→ **Data section**
____

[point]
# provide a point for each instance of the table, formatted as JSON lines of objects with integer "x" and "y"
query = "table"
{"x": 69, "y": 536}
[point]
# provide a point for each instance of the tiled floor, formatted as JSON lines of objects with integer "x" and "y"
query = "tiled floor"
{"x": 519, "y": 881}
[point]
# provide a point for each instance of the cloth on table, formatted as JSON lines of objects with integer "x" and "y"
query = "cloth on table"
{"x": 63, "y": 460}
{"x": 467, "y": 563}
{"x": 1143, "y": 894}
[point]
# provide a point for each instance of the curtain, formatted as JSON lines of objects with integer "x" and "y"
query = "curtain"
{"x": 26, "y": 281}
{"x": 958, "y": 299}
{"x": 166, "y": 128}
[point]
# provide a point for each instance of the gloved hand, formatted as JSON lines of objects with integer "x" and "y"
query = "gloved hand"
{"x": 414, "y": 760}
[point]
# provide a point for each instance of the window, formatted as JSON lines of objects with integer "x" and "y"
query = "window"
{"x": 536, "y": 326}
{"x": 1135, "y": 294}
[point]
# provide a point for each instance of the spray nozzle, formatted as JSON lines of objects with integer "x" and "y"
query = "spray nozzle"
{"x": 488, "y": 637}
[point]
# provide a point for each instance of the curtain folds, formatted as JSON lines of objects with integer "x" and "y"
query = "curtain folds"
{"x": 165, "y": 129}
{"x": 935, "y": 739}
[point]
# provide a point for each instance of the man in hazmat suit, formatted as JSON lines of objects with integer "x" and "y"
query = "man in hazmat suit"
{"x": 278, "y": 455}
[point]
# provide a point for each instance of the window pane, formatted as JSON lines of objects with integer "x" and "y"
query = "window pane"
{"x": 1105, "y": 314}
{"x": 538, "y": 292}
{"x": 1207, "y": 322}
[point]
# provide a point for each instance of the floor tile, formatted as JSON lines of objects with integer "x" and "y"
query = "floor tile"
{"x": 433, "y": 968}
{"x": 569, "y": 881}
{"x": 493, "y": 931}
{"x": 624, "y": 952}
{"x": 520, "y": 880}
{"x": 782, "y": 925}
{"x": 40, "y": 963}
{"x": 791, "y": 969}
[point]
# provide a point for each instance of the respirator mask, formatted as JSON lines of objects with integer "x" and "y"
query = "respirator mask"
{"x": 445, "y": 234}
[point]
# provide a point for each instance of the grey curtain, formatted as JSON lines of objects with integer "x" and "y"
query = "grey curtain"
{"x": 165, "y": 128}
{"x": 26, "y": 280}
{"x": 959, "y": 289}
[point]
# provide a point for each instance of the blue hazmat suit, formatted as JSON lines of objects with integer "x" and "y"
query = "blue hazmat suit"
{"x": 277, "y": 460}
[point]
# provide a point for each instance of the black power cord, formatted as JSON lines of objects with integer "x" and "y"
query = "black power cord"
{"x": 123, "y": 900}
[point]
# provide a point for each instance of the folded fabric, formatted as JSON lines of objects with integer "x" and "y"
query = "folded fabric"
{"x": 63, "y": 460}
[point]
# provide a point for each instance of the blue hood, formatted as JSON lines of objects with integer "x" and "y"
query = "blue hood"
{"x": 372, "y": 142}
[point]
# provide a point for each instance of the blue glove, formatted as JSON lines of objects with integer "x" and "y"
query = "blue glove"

____

→ **Aim of the exercise**
Locate every line in the records above that contains the string "table", and copy each such line in full.

→ **Task solution**
# provide a point for each instance of the table, formatted as JSON lines of objects with integer "x" and "y"
query = "table"
# provide a point for each instance of the cloth on table, formatted as JSON lines of objects with integer "x" and "y"
query = "cloth on table"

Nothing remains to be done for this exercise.